- **Prompt A**
Please translate this sentence from the fishing reel thread below into Spanish: "The difference is night and day."

- **Text to read**
# 100 torque or avet sx mc or mxl



## fshgut (Sep 10, 2010)

any opinions . for chunking and diistance casting.im a newb.


----------



## Ichabod (Sep 5, 2010)

*Penn TRQ 100 Star drag*

I "graduated" from a Penn 209 to this reel. The difference is night and day. It is small and "stocky" with a MONSTER drag. It seems like a cadillac when I fish it. As far as distance goes, I think it can be thrown a long way I'm just not good caster. I can only manage 419 feet with an 8oz pyramid and a "fake" bait using a homemade clip down rig while throwing into the cornfield (cut of course). This was with a 10' Ugly Stik rod. I'm sure that a good caster with a better rod could throw into the stratosphere with this reel. My 2 cents. Chris


----------



## Hooked Up (Feb 6, 2009)

when u threw that rig 419 feet ....you should of started calling yourself a great caster


----------



## Ichabod (Sep 5, 2010)

*no way!!*

419' compared to what some of the guys on this forum throw is nothing. Buth thanks for the words of encouragement. Chris.


----------



## SteveZ (Nov 30, 2006)

Ichabod said:


> 419 feet with an 8oz pyramid and a "fake" bait using a homemade clip down rig while throwing....a 10' Ugly Stik rod.


Jeff is right...this is an outstanding effort.


----------



## fshgut (Sep 10, 2010)

419ft is great i am still learning on a squidder and would like to know the size 
difference on these reels.

- **Excerpts of pointing data**
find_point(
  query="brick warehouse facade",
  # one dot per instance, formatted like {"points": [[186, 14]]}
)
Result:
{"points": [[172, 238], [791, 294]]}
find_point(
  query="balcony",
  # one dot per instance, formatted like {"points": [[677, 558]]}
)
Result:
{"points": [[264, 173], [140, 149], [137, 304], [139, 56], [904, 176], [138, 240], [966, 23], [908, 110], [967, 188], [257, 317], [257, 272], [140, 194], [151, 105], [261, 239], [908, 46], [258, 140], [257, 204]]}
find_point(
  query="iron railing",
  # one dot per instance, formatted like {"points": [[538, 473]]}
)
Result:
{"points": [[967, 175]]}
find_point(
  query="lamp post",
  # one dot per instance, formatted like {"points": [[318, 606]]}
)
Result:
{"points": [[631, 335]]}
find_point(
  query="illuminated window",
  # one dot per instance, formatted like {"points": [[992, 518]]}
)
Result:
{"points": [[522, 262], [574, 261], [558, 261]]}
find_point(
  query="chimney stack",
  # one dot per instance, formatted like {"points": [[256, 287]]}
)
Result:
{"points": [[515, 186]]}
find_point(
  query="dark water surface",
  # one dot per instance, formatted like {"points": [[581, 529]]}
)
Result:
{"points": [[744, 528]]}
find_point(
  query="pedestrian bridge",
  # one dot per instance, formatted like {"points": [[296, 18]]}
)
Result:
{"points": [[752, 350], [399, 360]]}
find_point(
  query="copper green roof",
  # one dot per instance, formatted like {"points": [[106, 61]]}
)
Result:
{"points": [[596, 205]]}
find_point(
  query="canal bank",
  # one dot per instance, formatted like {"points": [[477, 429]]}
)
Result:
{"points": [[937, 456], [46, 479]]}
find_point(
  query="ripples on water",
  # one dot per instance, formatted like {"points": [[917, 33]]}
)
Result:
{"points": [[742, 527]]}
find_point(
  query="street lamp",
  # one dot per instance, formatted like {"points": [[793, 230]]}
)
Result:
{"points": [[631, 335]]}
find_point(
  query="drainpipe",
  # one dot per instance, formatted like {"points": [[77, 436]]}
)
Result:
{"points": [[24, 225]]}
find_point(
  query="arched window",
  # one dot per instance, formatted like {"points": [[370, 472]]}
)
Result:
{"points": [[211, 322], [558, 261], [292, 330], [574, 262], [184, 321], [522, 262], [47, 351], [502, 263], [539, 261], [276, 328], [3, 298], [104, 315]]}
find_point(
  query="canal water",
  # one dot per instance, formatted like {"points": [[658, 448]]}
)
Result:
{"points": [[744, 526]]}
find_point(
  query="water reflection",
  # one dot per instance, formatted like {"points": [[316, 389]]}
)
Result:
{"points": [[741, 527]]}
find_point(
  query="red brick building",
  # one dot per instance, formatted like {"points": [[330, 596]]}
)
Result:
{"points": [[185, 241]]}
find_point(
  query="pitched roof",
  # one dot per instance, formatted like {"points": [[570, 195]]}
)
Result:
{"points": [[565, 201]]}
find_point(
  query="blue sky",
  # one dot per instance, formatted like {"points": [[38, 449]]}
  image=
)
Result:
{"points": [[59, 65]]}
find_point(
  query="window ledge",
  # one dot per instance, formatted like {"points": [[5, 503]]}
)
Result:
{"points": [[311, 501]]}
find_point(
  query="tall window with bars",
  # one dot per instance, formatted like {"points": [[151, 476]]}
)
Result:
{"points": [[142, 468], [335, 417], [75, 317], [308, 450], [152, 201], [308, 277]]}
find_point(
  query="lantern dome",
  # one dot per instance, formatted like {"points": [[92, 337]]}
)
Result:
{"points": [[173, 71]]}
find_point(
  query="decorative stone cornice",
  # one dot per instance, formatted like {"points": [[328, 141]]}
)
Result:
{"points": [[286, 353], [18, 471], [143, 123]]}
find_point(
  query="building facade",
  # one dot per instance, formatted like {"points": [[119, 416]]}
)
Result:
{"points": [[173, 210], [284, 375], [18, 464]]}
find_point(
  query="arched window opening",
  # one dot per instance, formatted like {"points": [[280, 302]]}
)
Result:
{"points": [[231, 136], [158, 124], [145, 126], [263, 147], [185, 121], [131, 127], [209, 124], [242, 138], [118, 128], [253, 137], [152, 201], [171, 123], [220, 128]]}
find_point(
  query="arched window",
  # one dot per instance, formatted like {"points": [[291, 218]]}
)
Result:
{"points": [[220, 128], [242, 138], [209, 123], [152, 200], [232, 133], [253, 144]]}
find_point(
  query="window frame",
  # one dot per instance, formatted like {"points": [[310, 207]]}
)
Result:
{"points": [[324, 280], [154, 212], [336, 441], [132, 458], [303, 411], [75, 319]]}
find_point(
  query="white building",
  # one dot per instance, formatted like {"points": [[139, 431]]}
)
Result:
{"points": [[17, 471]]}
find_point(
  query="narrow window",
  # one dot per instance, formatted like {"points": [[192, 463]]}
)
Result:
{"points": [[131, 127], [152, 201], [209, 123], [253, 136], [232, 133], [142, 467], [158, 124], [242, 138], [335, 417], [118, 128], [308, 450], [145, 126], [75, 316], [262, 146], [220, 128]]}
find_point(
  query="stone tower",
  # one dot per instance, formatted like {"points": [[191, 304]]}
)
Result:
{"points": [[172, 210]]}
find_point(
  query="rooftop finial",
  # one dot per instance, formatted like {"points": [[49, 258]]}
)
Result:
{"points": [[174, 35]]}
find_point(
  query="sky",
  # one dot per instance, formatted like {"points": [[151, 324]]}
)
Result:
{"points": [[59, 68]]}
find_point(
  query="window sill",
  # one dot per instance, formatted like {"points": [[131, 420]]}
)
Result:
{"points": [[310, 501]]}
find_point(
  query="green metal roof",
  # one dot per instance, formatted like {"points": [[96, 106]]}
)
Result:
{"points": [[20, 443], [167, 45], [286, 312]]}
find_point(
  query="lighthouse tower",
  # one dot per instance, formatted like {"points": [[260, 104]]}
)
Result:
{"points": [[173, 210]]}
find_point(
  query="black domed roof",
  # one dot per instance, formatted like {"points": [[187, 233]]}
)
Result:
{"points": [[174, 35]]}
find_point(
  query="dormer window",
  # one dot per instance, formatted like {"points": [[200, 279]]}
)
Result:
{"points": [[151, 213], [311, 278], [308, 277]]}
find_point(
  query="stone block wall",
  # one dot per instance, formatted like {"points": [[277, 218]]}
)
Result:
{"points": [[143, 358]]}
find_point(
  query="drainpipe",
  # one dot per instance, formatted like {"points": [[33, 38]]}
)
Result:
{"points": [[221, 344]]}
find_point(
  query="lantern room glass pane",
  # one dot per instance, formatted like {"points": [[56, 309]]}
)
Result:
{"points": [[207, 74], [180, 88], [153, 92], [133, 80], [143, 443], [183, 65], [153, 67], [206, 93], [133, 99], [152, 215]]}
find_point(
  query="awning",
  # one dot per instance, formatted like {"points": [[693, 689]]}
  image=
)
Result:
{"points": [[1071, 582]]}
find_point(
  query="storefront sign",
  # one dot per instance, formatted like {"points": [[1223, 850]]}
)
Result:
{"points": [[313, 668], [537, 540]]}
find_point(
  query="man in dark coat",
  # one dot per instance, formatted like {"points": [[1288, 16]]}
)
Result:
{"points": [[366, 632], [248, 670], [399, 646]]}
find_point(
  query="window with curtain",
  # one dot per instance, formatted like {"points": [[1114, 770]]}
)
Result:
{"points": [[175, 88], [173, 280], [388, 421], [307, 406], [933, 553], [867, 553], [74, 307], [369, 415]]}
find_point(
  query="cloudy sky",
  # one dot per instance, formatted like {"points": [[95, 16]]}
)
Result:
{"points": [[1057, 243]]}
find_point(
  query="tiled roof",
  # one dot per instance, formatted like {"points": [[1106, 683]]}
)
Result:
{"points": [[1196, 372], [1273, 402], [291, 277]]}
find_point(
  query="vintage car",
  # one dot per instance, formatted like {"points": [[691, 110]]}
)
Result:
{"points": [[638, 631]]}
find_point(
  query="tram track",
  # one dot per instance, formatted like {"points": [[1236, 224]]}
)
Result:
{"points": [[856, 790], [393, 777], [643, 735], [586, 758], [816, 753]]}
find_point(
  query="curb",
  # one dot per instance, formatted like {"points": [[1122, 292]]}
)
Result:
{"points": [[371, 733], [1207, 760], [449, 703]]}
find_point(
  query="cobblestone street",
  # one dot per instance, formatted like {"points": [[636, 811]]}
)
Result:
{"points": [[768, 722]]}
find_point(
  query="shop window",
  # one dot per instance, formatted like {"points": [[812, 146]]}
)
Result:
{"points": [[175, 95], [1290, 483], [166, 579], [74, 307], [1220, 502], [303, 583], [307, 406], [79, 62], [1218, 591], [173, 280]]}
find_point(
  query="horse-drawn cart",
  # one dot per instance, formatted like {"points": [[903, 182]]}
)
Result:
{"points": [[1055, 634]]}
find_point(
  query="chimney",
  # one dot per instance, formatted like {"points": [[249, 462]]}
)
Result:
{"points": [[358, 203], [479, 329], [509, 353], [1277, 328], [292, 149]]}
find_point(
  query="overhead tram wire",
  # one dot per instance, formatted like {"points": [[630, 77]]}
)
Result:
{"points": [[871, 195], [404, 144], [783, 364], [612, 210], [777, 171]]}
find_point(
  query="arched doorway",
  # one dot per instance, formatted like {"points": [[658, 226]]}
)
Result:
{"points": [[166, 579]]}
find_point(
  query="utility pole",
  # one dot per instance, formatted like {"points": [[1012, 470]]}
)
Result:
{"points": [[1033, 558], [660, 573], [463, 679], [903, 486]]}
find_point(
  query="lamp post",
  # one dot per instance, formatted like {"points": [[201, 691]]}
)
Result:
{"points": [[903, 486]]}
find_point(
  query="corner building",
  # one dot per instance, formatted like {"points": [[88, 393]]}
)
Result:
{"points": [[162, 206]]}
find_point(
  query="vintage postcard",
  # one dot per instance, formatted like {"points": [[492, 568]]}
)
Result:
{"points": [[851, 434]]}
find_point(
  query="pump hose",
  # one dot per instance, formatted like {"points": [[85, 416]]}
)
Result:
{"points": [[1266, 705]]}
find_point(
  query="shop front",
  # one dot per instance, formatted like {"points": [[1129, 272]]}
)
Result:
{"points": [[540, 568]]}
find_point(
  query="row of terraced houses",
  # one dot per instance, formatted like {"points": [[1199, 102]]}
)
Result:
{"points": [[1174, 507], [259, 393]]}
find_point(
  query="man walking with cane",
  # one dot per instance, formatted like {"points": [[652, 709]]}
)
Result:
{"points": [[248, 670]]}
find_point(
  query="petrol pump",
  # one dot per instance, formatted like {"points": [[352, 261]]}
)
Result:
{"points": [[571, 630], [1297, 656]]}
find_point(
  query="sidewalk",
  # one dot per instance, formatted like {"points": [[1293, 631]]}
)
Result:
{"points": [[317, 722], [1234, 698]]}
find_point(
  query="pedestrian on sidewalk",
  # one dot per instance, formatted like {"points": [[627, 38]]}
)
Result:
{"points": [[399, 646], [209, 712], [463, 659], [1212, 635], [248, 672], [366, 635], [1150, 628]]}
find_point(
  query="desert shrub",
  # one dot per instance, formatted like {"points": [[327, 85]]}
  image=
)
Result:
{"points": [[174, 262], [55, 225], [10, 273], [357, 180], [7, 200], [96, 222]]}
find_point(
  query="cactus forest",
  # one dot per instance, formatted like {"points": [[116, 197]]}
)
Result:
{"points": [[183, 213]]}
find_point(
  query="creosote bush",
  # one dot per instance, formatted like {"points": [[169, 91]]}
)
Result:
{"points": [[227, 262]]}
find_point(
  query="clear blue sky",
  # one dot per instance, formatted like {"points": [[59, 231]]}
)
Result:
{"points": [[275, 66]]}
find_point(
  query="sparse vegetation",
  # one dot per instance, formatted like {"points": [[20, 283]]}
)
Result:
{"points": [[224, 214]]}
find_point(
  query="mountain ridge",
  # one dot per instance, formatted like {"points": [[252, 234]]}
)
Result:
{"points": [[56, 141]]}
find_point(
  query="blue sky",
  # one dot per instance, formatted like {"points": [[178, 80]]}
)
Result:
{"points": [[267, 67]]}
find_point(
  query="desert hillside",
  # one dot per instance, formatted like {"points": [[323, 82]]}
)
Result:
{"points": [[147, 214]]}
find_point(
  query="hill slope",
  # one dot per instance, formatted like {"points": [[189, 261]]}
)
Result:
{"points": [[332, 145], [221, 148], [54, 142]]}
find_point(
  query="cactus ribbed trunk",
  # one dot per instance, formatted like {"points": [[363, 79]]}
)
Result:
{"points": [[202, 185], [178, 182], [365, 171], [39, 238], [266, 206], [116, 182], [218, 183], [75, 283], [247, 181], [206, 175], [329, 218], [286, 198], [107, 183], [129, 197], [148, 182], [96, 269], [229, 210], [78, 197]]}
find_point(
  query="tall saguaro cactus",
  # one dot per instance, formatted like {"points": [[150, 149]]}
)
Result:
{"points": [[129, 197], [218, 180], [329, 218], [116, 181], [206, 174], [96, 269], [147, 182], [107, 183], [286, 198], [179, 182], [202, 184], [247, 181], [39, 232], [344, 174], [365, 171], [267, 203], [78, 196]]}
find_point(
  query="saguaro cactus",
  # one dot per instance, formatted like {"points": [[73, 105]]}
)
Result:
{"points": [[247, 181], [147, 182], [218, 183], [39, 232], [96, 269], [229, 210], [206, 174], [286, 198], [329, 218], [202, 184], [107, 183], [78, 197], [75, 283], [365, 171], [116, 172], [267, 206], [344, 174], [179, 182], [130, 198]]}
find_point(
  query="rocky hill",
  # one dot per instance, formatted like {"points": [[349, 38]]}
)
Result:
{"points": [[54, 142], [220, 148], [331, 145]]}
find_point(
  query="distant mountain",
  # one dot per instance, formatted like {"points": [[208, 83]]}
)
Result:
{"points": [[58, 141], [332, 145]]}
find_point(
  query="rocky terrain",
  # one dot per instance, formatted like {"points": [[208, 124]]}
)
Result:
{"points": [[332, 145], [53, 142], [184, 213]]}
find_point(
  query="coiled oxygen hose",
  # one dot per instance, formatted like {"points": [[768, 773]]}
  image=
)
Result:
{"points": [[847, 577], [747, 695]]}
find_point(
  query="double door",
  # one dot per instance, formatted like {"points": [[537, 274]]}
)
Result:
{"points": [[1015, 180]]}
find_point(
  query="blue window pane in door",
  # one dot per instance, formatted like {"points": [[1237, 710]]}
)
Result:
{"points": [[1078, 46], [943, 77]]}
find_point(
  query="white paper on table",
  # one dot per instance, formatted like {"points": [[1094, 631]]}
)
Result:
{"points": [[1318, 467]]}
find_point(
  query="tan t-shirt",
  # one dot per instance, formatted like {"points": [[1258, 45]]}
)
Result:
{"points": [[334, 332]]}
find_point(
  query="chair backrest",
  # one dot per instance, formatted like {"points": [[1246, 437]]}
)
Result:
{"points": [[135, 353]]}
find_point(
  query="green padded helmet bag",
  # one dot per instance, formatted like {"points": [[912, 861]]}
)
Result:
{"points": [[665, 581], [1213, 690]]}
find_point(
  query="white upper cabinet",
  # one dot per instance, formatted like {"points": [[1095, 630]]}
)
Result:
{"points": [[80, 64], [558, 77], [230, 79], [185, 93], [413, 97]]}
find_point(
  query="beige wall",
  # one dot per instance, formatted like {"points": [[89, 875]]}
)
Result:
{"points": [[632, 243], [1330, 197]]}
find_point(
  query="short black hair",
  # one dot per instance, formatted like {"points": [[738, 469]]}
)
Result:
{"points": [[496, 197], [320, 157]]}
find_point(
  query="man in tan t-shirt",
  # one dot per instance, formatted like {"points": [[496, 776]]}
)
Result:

- **Prompt B**
Pull out every line of the records that contains the string "dark". Case counts.

- **Task result A**
La diferencia es como la noche y el día.

- **Task result B**
  query="dark water surface",
  query="man in dark coat",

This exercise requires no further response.